Restate each of the lines below word for word and drop every picture.

****************

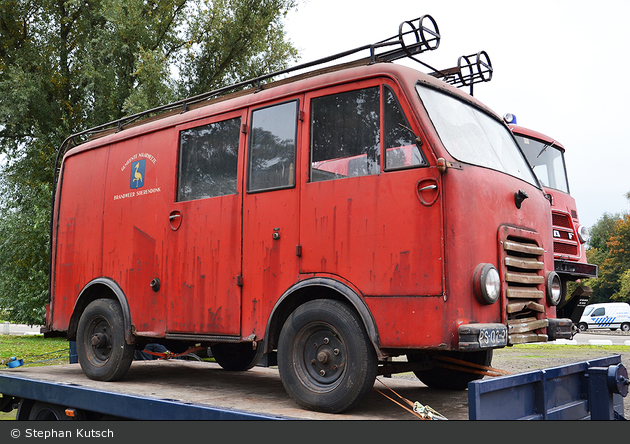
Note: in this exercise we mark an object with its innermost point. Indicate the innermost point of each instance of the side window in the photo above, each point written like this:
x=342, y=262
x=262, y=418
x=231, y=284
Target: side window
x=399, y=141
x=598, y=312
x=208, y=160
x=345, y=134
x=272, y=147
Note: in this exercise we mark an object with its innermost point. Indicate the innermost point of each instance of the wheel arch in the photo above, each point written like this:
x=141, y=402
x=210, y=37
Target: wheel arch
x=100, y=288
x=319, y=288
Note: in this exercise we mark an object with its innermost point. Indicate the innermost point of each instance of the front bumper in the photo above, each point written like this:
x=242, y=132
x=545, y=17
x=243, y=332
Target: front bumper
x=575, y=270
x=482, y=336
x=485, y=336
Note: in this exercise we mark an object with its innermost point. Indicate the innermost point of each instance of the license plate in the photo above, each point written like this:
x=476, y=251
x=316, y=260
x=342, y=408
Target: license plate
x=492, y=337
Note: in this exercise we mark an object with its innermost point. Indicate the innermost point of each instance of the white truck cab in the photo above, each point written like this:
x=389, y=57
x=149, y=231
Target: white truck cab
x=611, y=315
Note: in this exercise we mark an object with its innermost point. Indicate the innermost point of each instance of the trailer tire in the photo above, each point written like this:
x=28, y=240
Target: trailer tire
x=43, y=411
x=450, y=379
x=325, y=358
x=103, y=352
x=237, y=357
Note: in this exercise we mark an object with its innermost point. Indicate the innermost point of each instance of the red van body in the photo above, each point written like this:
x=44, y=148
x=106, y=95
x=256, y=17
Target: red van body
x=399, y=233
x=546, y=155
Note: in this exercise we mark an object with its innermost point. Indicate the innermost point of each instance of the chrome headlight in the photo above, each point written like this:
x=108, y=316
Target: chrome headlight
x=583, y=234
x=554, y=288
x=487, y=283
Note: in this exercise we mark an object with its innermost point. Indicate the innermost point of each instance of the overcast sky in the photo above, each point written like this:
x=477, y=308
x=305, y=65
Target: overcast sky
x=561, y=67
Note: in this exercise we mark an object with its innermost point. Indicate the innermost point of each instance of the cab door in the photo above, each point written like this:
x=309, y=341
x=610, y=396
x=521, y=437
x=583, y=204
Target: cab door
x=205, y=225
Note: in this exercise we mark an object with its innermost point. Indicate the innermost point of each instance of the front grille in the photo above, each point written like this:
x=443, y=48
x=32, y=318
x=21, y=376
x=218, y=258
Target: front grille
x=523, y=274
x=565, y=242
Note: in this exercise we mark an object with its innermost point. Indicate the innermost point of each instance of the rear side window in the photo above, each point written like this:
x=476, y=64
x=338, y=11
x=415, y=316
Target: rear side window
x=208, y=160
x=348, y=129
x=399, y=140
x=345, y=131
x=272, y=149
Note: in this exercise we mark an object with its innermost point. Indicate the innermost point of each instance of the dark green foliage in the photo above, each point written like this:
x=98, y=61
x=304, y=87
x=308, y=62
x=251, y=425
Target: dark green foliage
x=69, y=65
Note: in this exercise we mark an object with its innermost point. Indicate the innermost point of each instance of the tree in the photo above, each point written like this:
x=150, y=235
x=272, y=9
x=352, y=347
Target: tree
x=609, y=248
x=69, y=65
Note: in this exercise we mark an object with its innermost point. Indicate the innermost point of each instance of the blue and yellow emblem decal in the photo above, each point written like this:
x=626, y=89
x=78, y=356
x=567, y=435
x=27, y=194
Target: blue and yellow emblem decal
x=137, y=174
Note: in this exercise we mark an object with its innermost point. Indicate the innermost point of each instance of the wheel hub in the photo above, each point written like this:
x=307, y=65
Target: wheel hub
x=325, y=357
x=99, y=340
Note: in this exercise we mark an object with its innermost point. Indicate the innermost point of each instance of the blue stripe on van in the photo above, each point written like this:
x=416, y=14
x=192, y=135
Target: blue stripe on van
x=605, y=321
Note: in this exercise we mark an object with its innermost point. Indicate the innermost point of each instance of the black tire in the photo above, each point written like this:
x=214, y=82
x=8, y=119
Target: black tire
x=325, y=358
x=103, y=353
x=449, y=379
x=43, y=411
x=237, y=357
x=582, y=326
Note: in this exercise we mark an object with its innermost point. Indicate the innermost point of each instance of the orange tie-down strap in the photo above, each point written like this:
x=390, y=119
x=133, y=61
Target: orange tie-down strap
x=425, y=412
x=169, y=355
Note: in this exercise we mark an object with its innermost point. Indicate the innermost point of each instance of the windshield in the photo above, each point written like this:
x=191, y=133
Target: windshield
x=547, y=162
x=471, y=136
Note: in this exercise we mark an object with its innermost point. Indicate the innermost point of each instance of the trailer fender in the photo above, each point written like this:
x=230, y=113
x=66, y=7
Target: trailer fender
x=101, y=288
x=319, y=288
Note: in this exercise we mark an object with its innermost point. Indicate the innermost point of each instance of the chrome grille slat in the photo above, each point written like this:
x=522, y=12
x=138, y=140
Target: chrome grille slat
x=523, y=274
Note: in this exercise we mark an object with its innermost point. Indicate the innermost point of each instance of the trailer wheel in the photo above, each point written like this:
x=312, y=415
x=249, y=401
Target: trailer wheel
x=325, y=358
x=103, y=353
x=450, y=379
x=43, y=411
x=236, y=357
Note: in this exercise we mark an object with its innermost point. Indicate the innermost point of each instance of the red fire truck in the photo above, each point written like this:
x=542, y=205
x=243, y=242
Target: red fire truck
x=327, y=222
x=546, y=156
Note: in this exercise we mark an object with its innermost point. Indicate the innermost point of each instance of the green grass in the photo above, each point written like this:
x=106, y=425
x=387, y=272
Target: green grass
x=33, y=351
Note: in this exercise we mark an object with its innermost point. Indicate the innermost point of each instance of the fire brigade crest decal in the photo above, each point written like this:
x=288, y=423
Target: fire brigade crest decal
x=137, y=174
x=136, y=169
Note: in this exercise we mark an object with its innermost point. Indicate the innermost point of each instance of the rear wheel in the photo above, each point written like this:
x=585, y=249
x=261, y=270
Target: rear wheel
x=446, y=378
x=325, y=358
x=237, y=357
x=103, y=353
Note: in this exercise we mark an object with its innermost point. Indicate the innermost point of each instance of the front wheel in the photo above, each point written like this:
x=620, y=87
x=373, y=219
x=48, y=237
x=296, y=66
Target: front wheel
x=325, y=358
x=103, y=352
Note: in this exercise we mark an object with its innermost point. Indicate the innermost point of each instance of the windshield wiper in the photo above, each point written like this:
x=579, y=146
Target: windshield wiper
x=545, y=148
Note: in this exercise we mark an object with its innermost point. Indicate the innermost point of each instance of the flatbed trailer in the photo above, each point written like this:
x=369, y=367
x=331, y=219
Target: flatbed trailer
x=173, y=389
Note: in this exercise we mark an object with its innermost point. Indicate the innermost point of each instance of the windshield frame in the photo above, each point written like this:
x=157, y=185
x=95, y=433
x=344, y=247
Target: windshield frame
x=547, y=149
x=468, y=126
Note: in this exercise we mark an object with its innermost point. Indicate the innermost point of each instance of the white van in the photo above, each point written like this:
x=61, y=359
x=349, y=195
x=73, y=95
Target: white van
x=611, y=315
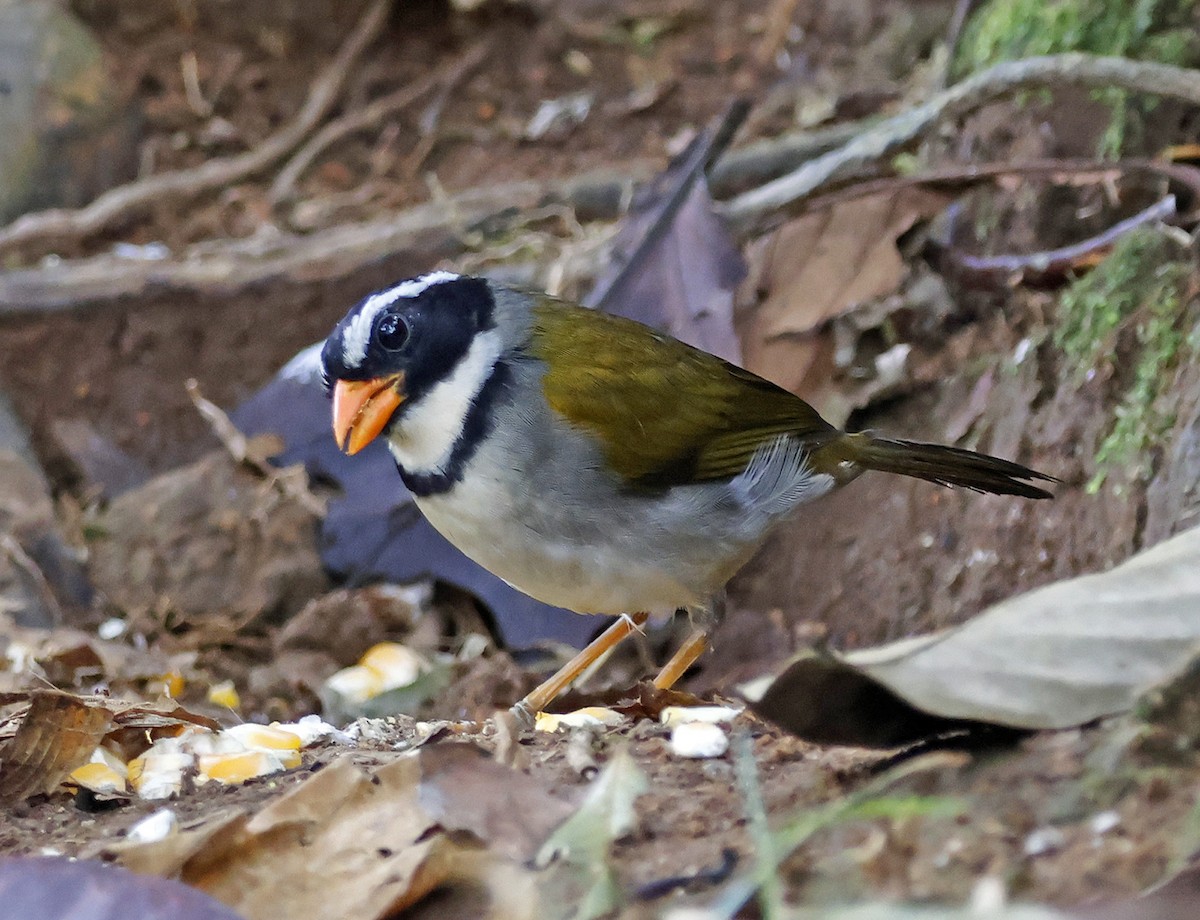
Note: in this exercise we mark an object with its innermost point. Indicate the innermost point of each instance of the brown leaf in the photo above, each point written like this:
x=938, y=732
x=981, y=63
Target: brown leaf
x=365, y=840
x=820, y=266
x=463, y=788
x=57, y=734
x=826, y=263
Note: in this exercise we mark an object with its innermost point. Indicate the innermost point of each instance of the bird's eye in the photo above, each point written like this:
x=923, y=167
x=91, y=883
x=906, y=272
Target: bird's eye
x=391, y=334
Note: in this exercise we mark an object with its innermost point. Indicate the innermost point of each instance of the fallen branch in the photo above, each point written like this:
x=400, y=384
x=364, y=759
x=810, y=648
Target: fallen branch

****************

*Exercise result*
Note: in this exercise we mark an object with its innermost point. Indicate the innermost point of each instance of the side window in the photo above, each point written like this:
x=342, y=262
x=262, y=418
x=231, y=284
Target: side window
x=399, y=141
x=598, y=312
x=208, y=160
x=345, y=134
x=272, y=147
Note: in this exercise we mark an object with its innermost point. Indicate the innermost point of each instance of the wheel arch in the photo above, each point written like this:
x=141, y=402
x=210, y=37
Target: wheel arch
x=100, y=288
x=319, y=288
Note: in this exercise we mark an object with its innermost point. Indicate the innermost point of each instance of the front bumper in the photo above, each point written like this:
x=242, y=132
x=545, y=17
x=243, y=332
Target: front bumper
x=575, y=270
x=482, y=336
x=485, y=336
Note: in this exercise we mark an object with its innermost point. Indicate the innermost point of each instance of the license plate in the photo above, each point written like this:
x=476, y=251
x=316, y=260
x=342, y=408
Target: license plate
x=492, y=337
Note: in this exercise we mark an object with its innermost point. Indicate the innermost point of each instance of the white truck cab in the photo above, each point written like this:
x=389, y=57
x=149, y=231
Target: white truck cab
x=611, y=315
Note: in this exercise we mark an object with its innermost point. Indicate the innermost point of each instance of the trailer tire in the photo above, each point written like this:
x=28, y=240
Target: trailer tire
x=43, y=411
x=450, y=379
x=325, y=358
x=103, y=352
x=237, y=357
Note: in this exercise we mark an object with its innermost point. Indicate the innermost point of each instance of the red van body in the photo above, each point written like this:
x=44, y=148
x=106, y=95
x=256, y=17
Target: red van body
x=399, y=233
x=546, y=155
Note: in this exercise we mark an object with its innermost point. Indicate the innermost point of each instance of the chrome headlight in the photo above, each point written like this:
x=108, y=316
Target: chrome headlight
x=583, y=234
x=554, y=288
x=487, y=283
Note: in this exercise we mark an object with its innermost point. Indicate the innermost point of each instance of the overcast sky in the photo above, each point written like this:
x=477, y=308
x=305, y=65
Target: overcast sky
x=561, y=67
Note: in this exercise we mark an object with its innermost point. Indicate the innermost point of each instance of the cab door in the photo above, each point written like this:
x=309, y=341
x=610, y=396
x=521, y=437
x=583, y=204
Target: cab door
x=205, y=225
Note: in this exercise we mark an object with its innermost point. Indicate the innermost point of each instance of the front grille in the photo above, each point written like this:
x=443, y=48
x=32, y=318
x=21, y=376
x=218, y=258
Target: front grille
x=523, y=274
x=565, y=242
Note: in this exercise we mark an object with its innermost point. Indicate the innermost point of each instance of the rear side window in the photo above, each point written like this:
x=476, y=64
x=338, y=11
x=415, y=316
Target: rear side window
x=208, y=160
x=348, y=129
x=399, y=140
x=345, y=131
x=272, y=149
Note: in this exercise we mark an object with its innermost point. Indicate the innermost point of each instance of the dark green foliage in the photo above, each point written like this:
x=98, y=61
x=304, y=87
x=308, y=62
x=251, y=425
Target: dark green foliage
x=69, y=65
Note: in this exercise we mark an object with its innermost point. Indicate the innermost point of each instance of the tree in the photo above, each point written like this:
x=150, y=235
x=272, y=9
x=352, y=347
Target: tree
x=609, y=248
x=69, y=65
Note: in this exercise we mark an object with its innermost point. Indicate the innermost point of each instance of the blue and yellow emblem decal in the photo above, each point written like this:
x=626, y=89
x=78, y=356
x=567, y=435
x=27, y=194
Target: blue and yellow emblem decal
x=137, y=174
Note: in this exercise we mark an object with its innermost point. Indicate the innermost point of each instance of the wheel hub in the photo above, each point written like this:
x=307, y=65
Target: wheel hub
x=325, y=357
x=99, y=340
Note: in this exercise we mark an object with its innermost point. Indicate the innermost point of each instance of the blue stripe on van in the photo above, each point written like this:
x=416, y=14
x=192, y=135
Target: blue stripe on van
x=605, y=321
Note: in this exercise we mark an object with its innermost point. Indicate the innermost point of each instance of the black tire in the photo above, each point written like this:
x=214, y=82
x=8, y=119
Target: black tire
x=325, y=358
x=103, y=353
x=449, y=379
x=43, y=411
x=237, y=357
x=582, y=326
Note: in this exercise we mark an object with its innermost point. Indicate the innermost point of each instance of the orange tie-down strap in the photo above, each point written like this:
x=390, y=119
x=133, y=61
Target: orange tie-down strap
x=425, y=412
x=169, y=355
Note: in this exercise we mark an object with its innermost point. Indicate the innermost point of each instance of the windshield in the photo above, each point written like this:
x=191, y=133
Target: windshield
x=547, y=162
x=471, y=136
Note: in this exercise we mark an object with its innermost point. Indicate the innermost point of each instance of the trailer fender in the photo above, each point written like this:
x=230, y=113
x=66, y=7
Target: trailer fender
x=101, y=288
x=319, y=288
Note: in this exercise we mark an object with its innermost point. Indicate the innermost point of each instance of the chrome grille slat in the photo above, each point written like this:
x=522, y=12
x=138, y=140
Target: chrome grille slat
x=523, y=274
Note: in this exercise we mark an object with its innermost point. Indicate the innermost point of each instance of the trailer wheel in the photo above, each point written like this:
x=312, y=415
x=249, y=401
Target: trailer wheel
x=325, y=358
x=103, y=353
x=450, y=379
x=43, y=411
x=236, y=357
Note: in this exercise we mark an object with its innermost point. Indicate the innermost point of each instance of the red fire truck in the photo above, each point written like this:
x=542, y=205
x=243, y=242
Target: red fire truck
x=327, y=222
x=546, y=156
Note: in this exercise we mark an object with its innermost point. Indicate the innermost point of each instance of the green grass in the photo above, each point written like this:
x=106, y=425
x=387, y=272
Target: green grass
x=33, y=351
Note: in this exercise we mark an object with its innermost point. Indicate the innermost point of each instance of the fire brigade crest decal in the photo above, each point written like this:
x=288, y=423
Target: fire brigade crest decal
x=137, y=174
x=136, y=169
Note: in this exercise we mark an object with its innermost point. Indicate the innermost point of each instance of the rear wheel in the photo above, each point written like this:
x=585, y=249
x=261, y=270
Target: rear wheel
x=446, y=378
x=325, y=358
x=237, y=357
x=103, y=353
Note: in this exercise we mark an object with its innermost point. Indicate the innermost point of each instance of the front wheel in the photo above, each point written like this:
x=620, y=87
x=373, y=219
x=48, y=237
x=296, y=66
Target: front wheel
x=325, y=358
x=103, y=352
Note: in this exercise we mark an object with its innermost point. Indicate the innermost point of each instance of the windshield wiper in the photo above, each point written like this:
x=579, y=146
Target: windshield wiper
x=545, y=148
Note: in this exercise we mark an object with its innermost point. Indicate the innermost point of each instance of the flatbed trailer in the photo above, each point written like this:
x=369, y=367
x=331, y=219
Target: flatbed trailer
x=173, y=389
Note: in this exercise we mark an object with its innermost point. Indicate the innermost point of each instance of the windshield frame in the photo above, each point written like this:
x=157, y=185
x=95, y=433
x=344, y=247
Target: windshield frame
x=547, y=149
x=468, y=126
Note: in this exercise we mark an object with its innermost point. Indicate the innermost point of each instance of the white van in the photo above, each point written like this:
x=61, y=359
x=349, y=195
x=73, y=95
Target: white van
x=611, y=315
Note: in this exercise we mark an object with its innermost point. Indicate the innermost point of each instance of the brown leaf in the photo above, each point written like this:
x=938, y=732
x=981, y=63
Target: brown leaf
x=365, y=840
x=820, y=266
x=463, y=788
x=57, y=734
x=826, y=263
Note: in this exercise we mark an object with its innermost point. Indicate the innermost point of each instance of the bird's eye in the photo above, each point written like this:
x=923, y=167
x=91, y=883
x=906, y=272
Target: bird's eye
x=391, y=334
Note: in this exercise we mark an object with its innermost point. Indicate the innermost point of each instance of the fallen branch in the photo above, each point written like this:
x=400, y=384
x=364, y=759
x=810, y=648
Target: fallen branch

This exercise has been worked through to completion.